Saturday, December 16, 2023

JUST YIN

 


The shadow constitutes, in essence, the immaterial projection of an illuminated body, a kind of Yin of Yang, the cold and dark side which, if it sometimes feels like it, is blackness where ghosts live. Hence blindness is connoted with shadows, where everything will appear gray to those who physically see. However, the eye only sees the illusory visible, the world of images that today, in cascades, populates the minds of almost everyone.

Hui Ming Yao doesn't see it because he has seen too much. I met him sitting, staring at me in Largo de São Domingos. His gaze was not ashamed to fix itself on me. I only realized he was blind because, when I left his line of sight, his gaze remained fixed. It was the first lesson in humility that Hui gave me that day without us even meeting.

Hui Ming Yao was born in Nanjing, in 1925, shortly before his hometown was transformed into the capital at the will of the nationalists, who were losing control of the country across the board. Hui would later comment separately that Chiang and his were a bunch of pompous cowards who ran away from the Japanese most of the time, looking out for themselves and dragging with them everything they could. Little love for the country, a lot for life, a comment that history records, leaving the revelations that inevitably come to light to the interpretation of the future.

By mid-1937, from the two hundred and fifty thousand souls that inhabited the city ten years earlier, the population had increased to one million, most of them having fled since 1931, from the Japanese armies.

On November 11, 1937, after the occupation of Shanghai, Japanese troops advanced on Nanjing from different directions. On December 9th of that year, the Japanese launched a massive attack on the city, and on the 12th, nationalist Chinese troops decided to withdraw to the other bank of the Yangtze, leaving the then capital unprotected. The following day, terror began to settle among the inhabitants, with the entry of two divisions of the invading army, one through the Guang Hua gate and the other through the Tai Ping gate.

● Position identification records
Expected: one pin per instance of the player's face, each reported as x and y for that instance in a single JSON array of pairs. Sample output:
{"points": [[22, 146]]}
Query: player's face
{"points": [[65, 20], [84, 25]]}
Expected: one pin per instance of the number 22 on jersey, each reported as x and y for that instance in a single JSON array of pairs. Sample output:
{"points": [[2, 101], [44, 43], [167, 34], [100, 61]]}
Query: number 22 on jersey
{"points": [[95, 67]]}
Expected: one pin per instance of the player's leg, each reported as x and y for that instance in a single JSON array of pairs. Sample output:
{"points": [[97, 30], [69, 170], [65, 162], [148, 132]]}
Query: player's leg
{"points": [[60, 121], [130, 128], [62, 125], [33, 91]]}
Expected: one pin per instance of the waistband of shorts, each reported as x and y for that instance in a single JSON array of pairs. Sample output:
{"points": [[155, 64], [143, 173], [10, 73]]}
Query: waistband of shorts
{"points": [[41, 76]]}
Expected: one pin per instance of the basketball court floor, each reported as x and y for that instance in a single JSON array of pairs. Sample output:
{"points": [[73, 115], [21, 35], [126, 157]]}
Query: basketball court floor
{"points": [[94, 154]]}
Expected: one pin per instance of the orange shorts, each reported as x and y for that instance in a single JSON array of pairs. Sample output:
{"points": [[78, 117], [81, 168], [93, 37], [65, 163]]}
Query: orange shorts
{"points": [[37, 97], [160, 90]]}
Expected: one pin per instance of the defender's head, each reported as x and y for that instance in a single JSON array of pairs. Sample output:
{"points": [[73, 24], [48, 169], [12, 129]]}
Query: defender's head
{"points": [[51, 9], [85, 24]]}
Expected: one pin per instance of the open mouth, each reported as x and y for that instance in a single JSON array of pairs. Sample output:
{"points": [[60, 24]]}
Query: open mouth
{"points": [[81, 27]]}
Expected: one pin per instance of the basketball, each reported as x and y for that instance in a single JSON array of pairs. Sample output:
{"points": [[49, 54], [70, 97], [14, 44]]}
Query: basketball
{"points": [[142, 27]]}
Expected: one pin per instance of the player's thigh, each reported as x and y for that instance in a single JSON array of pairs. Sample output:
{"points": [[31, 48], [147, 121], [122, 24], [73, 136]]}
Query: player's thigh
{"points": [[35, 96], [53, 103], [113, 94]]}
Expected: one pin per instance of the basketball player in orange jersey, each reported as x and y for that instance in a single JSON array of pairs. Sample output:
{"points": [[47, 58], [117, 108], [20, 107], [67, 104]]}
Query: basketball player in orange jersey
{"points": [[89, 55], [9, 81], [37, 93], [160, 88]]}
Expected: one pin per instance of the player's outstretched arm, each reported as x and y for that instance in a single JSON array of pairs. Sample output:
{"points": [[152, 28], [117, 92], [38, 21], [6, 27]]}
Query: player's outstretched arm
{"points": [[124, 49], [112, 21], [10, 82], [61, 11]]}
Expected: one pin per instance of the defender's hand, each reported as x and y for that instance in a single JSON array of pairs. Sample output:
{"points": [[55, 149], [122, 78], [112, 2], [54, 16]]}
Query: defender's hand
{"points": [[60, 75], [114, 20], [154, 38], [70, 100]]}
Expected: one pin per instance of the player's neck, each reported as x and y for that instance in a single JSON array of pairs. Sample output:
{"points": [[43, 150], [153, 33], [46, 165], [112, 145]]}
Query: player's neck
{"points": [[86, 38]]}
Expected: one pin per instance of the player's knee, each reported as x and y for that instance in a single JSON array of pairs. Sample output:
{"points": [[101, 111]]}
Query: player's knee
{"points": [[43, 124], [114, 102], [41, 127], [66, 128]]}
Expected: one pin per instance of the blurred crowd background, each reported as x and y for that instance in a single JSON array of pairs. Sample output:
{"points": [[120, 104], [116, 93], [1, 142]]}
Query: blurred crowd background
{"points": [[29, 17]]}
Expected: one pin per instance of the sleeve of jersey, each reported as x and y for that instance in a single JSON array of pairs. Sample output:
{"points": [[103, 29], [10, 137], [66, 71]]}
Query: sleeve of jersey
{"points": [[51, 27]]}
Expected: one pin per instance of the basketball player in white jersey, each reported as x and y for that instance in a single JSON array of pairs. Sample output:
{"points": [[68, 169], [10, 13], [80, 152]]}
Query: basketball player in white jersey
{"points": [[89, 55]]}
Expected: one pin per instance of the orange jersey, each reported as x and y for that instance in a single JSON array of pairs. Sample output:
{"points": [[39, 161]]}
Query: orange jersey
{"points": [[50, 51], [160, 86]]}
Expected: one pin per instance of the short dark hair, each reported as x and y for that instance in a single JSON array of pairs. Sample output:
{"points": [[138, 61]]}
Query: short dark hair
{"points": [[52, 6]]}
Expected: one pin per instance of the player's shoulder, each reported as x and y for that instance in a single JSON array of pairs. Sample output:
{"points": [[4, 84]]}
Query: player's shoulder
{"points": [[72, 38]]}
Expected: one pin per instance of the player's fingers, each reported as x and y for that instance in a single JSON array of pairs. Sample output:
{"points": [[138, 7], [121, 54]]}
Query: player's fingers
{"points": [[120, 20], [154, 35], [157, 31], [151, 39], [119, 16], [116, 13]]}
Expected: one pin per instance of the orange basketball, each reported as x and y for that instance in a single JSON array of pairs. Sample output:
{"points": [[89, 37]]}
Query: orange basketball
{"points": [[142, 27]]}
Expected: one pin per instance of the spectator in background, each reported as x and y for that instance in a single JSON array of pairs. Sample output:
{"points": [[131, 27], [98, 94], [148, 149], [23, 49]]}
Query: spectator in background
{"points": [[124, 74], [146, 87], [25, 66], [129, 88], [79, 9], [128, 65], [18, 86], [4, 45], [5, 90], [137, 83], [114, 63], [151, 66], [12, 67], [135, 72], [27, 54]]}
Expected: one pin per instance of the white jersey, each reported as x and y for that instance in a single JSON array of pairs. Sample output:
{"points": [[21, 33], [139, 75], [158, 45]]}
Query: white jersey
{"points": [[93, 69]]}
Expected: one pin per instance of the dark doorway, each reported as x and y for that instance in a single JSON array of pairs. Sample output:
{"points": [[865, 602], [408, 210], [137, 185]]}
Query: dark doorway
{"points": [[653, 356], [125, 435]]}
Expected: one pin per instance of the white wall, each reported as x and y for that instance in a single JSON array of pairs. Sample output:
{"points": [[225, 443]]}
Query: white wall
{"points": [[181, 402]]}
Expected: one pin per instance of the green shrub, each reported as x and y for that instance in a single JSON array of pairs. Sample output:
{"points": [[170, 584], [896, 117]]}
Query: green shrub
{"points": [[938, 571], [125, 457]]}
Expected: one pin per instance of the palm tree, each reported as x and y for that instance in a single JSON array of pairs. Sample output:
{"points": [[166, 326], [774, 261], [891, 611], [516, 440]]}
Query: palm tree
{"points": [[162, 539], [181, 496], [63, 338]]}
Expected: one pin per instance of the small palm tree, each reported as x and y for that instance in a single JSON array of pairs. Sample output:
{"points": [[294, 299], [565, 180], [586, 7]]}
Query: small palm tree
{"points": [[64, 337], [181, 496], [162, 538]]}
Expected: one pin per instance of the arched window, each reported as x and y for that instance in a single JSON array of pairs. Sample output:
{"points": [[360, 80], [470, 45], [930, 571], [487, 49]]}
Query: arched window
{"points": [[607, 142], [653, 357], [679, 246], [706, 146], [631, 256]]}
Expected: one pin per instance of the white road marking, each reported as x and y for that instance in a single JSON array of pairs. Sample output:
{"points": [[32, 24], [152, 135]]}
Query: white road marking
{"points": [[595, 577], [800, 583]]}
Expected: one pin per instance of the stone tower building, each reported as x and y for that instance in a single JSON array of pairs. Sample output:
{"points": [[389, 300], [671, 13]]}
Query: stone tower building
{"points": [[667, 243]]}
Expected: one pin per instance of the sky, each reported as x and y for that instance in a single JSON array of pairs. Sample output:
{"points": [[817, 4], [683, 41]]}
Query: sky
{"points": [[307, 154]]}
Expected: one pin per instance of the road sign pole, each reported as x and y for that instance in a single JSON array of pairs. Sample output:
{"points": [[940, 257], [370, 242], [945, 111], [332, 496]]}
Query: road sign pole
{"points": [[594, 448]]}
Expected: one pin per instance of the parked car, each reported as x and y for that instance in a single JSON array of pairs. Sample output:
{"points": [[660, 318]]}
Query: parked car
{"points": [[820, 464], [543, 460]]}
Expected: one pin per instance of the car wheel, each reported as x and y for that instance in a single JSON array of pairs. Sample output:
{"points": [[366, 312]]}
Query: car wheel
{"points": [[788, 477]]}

● JOBS
• A. Return the passage on Hui Ming Yao word for word, in full.
• B. List every line in the records that contains the word "dark", copying each one in full.
The passage on Hui Ming Yao and the records are unrelated pieces of material.

● ANSWER SET
• A.
Saturday, December 16, 2023

JUST YIN

 


The shadow constitutes, in essence, the immaterial projection of an illuminated body, a kind of Yin of Yang, the cold and dark side which, if it sometimes feels like it, is blackness where ghosts live. Hence blindness is connoted with shadows, where everything will appear gray to those who physically see. However, the eye only sees the illusory visible, the world of images that today, in cascades, populates the minds of almost everyone.

Hui Ming Yao doesn't see it because he has seen too much. I met him sitting, staring at me in Largo de São Domingos. His gaze was not ashamed to fix itself on me. I only realized he was blind because, when I left his line of sight, his gaze remained fixed. It was the first lesson in humility that Hui gave me that day without us even meeting.

Hui Ming Yao was born in Nanjing, in 1925, shortly before his hometown was transformed into the capital at the will of the nationalists, who were losing control of the country across the board. Hui would later comment separately that Chiang and his were a bunch of pompous cowards who ran away from the Japanese most of the time, looking out for themselves and dragging with them everything they could. Little love for the country, a lot for life, a comment that history records, leaving the revelations that inevitably come to light to the interpretation of the future.

By mid-1937, from the two hundred and fifty thousand souls that inhabited the city ten years earlier, the population had increased to one million, most of them having fled since 1931, from the Japanese armies.

On November 11, 1937, after the occupation of Shanghai, Japanese troops advanced on Nanjing from different directions. On December 9th of that year, the Japanese launched a massive attack on the city, and on the 12th, nationalist Chinese troops decided to withdraw to the other bank of the Yangtze, leaving the then capital unprotected. The following day, terror began to settle among the inhabitants, with the entry of two divisions of the invading army, one through the Guang Hua gate and the other through the Tai Ping gate.

• B.
Expected: one pin per instance of the short dark hair, each reported as x and y for that instance in a single JSON array of pairs. Sample output:
Query: short dark hair
Expected: one pin per instance of the dark doorway, each reported as x and y for that instance in a single JSON array of pairs. Sample output:
Query: dark doorway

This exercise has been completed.